WHAT YOU ARE ASKED TO DO: From the line with "Confirm every instance of the jeans" through the final line, transcribe the material below character for character; include no other lines.

______________________________

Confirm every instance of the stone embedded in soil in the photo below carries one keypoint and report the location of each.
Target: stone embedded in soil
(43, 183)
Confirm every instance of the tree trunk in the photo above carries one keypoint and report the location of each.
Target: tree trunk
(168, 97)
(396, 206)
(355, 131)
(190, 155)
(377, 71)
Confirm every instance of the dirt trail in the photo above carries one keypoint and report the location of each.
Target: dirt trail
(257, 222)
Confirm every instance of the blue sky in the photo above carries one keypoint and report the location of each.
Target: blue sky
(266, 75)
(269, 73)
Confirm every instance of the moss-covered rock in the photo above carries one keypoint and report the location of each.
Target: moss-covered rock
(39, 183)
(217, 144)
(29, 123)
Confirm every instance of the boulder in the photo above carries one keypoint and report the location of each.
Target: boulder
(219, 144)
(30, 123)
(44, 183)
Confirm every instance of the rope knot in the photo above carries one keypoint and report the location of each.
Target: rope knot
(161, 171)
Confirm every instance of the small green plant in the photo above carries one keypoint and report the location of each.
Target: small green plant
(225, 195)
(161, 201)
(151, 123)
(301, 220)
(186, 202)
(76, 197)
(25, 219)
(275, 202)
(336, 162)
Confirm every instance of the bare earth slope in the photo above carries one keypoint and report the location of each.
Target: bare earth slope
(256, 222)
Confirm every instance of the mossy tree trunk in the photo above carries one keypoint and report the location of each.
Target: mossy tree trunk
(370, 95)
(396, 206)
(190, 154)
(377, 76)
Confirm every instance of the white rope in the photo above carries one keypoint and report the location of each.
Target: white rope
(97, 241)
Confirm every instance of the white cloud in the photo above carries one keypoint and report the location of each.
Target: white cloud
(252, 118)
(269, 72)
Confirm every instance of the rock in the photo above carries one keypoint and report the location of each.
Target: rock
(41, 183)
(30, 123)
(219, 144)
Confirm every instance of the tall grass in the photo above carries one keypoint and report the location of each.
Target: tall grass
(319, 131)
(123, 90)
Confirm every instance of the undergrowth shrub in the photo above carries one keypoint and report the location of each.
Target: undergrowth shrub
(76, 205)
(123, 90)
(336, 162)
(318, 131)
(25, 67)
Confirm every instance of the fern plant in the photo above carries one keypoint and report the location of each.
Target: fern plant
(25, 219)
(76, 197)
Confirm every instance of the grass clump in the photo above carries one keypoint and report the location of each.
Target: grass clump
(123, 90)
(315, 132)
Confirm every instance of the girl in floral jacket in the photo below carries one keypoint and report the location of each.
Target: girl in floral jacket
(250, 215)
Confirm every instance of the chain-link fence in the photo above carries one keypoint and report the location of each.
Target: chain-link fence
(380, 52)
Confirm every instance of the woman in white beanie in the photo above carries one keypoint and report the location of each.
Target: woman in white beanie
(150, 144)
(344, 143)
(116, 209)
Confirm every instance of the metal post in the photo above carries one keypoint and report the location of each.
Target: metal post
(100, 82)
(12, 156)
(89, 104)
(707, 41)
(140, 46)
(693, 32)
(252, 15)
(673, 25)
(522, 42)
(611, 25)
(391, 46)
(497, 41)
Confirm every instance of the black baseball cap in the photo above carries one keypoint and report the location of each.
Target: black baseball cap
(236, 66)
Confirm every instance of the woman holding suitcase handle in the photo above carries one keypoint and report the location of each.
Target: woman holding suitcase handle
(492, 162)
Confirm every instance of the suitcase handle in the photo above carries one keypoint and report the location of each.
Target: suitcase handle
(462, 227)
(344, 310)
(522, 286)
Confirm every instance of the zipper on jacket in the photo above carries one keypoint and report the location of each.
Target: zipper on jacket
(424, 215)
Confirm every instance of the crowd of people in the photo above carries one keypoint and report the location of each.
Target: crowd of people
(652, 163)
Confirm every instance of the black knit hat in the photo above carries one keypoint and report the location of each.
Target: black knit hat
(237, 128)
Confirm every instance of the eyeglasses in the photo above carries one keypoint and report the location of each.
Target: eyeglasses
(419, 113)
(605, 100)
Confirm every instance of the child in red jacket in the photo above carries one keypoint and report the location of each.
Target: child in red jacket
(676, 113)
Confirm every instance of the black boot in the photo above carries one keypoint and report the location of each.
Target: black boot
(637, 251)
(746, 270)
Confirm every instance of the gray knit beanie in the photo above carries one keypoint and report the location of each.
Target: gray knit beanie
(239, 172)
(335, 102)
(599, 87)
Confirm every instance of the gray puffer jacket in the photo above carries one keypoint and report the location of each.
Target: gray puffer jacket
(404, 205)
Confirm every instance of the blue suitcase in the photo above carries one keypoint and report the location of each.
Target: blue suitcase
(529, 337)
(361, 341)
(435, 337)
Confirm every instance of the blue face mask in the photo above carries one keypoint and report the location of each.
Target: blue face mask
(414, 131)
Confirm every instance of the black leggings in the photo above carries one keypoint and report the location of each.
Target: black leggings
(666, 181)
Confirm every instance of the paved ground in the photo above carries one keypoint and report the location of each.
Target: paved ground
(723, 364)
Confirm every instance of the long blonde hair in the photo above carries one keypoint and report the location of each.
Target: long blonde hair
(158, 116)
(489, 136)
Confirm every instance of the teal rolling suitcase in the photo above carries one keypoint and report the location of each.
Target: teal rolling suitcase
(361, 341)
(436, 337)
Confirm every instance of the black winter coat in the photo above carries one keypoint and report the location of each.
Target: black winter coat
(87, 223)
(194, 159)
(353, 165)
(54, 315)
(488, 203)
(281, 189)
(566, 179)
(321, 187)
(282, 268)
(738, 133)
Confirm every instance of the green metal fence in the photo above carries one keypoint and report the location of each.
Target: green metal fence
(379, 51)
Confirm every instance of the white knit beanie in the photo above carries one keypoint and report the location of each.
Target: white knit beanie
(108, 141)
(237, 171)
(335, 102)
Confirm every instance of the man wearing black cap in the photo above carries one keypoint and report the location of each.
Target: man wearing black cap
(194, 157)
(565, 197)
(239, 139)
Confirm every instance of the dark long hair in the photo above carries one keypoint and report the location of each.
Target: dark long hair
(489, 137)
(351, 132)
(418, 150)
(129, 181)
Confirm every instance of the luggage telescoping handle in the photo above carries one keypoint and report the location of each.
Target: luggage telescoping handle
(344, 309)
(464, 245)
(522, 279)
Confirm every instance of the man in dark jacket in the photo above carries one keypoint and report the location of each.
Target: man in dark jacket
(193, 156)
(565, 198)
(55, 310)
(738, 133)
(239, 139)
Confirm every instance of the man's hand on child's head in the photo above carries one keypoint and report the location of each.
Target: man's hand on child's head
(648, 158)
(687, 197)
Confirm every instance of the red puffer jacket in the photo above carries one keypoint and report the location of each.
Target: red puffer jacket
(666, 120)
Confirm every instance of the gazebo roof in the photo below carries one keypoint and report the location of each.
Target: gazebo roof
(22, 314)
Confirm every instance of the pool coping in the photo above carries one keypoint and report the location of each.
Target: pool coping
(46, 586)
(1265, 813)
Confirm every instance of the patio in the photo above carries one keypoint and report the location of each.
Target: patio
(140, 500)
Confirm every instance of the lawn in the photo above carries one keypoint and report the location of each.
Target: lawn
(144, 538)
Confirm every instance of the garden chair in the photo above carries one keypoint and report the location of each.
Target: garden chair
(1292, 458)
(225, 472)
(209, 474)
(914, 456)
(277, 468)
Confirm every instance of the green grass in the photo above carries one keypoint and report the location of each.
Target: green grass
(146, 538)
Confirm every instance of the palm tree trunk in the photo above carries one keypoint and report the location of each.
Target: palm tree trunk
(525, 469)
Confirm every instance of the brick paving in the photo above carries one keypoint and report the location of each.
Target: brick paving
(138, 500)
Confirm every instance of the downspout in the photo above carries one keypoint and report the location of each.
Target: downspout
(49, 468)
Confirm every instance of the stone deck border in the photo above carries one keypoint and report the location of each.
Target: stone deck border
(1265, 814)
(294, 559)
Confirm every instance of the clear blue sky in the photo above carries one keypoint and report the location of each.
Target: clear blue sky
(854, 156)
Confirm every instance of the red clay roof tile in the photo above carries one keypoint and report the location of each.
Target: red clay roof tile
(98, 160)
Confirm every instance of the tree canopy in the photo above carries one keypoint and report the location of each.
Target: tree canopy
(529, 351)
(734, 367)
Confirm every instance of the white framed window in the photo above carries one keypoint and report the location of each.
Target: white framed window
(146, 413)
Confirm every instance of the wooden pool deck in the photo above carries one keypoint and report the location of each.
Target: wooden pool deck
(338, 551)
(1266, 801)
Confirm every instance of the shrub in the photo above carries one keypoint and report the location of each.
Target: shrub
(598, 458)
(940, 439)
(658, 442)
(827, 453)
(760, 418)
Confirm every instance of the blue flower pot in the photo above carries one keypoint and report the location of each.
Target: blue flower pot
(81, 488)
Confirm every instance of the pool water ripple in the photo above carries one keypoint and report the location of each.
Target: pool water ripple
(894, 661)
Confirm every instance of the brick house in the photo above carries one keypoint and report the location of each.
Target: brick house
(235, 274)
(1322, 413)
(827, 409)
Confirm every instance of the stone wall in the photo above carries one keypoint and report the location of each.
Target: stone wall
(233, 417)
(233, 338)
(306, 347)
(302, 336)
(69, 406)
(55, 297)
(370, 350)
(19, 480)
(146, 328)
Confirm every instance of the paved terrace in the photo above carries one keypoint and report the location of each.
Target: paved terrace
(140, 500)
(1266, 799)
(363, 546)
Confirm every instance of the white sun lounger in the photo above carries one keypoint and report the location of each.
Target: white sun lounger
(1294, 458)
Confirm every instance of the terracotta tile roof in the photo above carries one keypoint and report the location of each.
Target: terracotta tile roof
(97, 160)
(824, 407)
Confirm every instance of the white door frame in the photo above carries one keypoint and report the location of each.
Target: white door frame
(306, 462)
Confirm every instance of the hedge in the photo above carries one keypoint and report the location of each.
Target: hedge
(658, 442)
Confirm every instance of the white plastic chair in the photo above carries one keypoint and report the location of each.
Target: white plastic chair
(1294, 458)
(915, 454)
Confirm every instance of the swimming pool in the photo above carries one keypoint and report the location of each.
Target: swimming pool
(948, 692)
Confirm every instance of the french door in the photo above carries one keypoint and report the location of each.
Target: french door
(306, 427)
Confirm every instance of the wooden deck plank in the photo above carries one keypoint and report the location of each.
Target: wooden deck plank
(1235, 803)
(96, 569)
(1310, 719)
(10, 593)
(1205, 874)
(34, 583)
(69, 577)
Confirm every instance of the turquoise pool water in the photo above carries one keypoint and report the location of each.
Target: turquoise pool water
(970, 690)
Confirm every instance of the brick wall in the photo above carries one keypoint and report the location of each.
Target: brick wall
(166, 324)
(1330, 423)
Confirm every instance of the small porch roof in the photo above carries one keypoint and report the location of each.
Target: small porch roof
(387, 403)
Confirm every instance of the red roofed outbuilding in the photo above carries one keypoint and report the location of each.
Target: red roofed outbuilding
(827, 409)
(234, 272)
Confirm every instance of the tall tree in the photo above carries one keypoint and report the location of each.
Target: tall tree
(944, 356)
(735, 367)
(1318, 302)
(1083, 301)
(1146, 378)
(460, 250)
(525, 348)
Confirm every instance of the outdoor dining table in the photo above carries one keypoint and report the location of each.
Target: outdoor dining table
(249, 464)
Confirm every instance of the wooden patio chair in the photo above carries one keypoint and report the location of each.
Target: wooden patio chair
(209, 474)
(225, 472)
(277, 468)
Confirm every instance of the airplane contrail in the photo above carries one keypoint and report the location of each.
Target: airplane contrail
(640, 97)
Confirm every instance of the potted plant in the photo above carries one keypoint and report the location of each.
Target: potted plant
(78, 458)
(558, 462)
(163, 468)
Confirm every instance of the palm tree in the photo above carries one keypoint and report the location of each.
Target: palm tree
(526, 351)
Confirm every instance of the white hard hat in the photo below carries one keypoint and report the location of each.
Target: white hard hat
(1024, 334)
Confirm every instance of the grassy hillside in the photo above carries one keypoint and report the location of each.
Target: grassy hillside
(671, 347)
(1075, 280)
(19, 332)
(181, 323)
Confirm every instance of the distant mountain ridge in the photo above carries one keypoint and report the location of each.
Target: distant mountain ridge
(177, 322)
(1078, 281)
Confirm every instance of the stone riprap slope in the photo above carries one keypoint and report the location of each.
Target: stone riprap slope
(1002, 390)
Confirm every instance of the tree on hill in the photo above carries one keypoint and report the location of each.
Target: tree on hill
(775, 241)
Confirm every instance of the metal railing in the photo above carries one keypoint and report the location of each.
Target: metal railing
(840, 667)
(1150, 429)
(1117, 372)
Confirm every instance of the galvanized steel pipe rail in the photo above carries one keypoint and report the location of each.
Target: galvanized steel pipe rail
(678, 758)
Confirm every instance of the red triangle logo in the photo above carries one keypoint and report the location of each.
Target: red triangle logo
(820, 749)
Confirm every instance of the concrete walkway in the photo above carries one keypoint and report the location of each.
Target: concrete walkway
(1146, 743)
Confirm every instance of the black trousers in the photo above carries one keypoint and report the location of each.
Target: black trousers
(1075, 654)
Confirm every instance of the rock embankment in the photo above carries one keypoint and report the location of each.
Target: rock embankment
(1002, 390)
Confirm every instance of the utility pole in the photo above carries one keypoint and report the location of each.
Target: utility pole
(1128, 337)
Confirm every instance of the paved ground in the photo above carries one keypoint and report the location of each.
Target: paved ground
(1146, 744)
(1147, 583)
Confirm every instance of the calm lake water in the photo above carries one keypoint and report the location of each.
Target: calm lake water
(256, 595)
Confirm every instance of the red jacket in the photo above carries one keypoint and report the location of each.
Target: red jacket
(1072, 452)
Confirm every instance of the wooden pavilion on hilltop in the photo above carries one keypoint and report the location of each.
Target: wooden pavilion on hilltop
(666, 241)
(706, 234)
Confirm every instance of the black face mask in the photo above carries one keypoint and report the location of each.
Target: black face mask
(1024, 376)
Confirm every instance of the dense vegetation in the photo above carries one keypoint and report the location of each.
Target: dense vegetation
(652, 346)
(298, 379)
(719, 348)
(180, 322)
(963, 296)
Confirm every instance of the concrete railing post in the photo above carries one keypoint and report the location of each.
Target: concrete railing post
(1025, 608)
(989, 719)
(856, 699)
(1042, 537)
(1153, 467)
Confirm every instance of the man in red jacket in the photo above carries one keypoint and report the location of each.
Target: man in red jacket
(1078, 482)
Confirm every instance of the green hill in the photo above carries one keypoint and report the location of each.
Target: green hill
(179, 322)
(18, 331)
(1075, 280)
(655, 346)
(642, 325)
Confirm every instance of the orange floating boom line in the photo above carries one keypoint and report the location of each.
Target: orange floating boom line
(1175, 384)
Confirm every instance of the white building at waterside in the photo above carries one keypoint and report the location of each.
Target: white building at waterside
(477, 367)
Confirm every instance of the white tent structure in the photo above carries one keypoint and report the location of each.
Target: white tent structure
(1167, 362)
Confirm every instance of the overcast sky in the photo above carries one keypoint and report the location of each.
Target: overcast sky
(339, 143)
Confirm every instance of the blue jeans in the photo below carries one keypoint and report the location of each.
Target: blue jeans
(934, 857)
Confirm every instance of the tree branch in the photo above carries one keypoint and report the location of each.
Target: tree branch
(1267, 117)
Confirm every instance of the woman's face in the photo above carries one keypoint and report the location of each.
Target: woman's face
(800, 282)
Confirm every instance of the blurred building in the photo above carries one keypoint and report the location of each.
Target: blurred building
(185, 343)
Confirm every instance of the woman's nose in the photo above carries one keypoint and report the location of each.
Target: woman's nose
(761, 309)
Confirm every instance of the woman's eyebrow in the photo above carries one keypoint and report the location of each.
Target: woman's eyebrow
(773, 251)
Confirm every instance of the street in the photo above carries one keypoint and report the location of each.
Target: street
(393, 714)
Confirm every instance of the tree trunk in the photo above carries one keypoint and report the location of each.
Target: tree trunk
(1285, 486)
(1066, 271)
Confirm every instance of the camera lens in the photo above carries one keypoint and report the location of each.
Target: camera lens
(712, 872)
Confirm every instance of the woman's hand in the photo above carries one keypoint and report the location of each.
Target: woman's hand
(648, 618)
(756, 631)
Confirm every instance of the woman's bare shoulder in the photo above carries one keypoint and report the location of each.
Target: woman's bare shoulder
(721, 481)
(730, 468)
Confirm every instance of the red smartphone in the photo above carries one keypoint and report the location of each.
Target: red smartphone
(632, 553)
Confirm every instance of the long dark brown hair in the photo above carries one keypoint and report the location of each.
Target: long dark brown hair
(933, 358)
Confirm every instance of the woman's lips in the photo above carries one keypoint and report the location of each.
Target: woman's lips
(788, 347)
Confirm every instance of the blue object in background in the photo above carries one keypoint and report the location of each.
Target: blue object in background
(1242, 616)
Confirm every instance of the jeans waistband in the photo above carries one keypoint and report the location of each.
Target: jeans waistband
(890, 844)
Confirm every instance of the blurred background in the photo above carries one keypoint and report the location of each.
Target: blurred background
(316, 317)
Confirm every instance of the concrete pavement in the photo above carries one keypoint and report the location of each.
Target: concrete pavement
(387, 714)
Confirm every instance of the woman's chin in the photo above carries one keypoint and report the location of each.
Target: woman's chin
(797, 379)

______________________________

RESPONSE TO THE TASK:
Confirm every instance of the jeans waistband in the photo above carries one keypoint and report the location of each.
Target: jeans waistband
(890, 844)
Confirm every instance of the blurred background in the photo above carries one keypoint and report the location of each.
Target: blurred background
(316, 317)
Confirm every instance of the concrete pavement in the photo above carries one keypoint and report the location of each.
Target: concrete pavement
(387, 714)
Confirm every instance of the woman's chin in the photo above carries one keypoint and report the location of each.
Target: woman's chin
(797, 379)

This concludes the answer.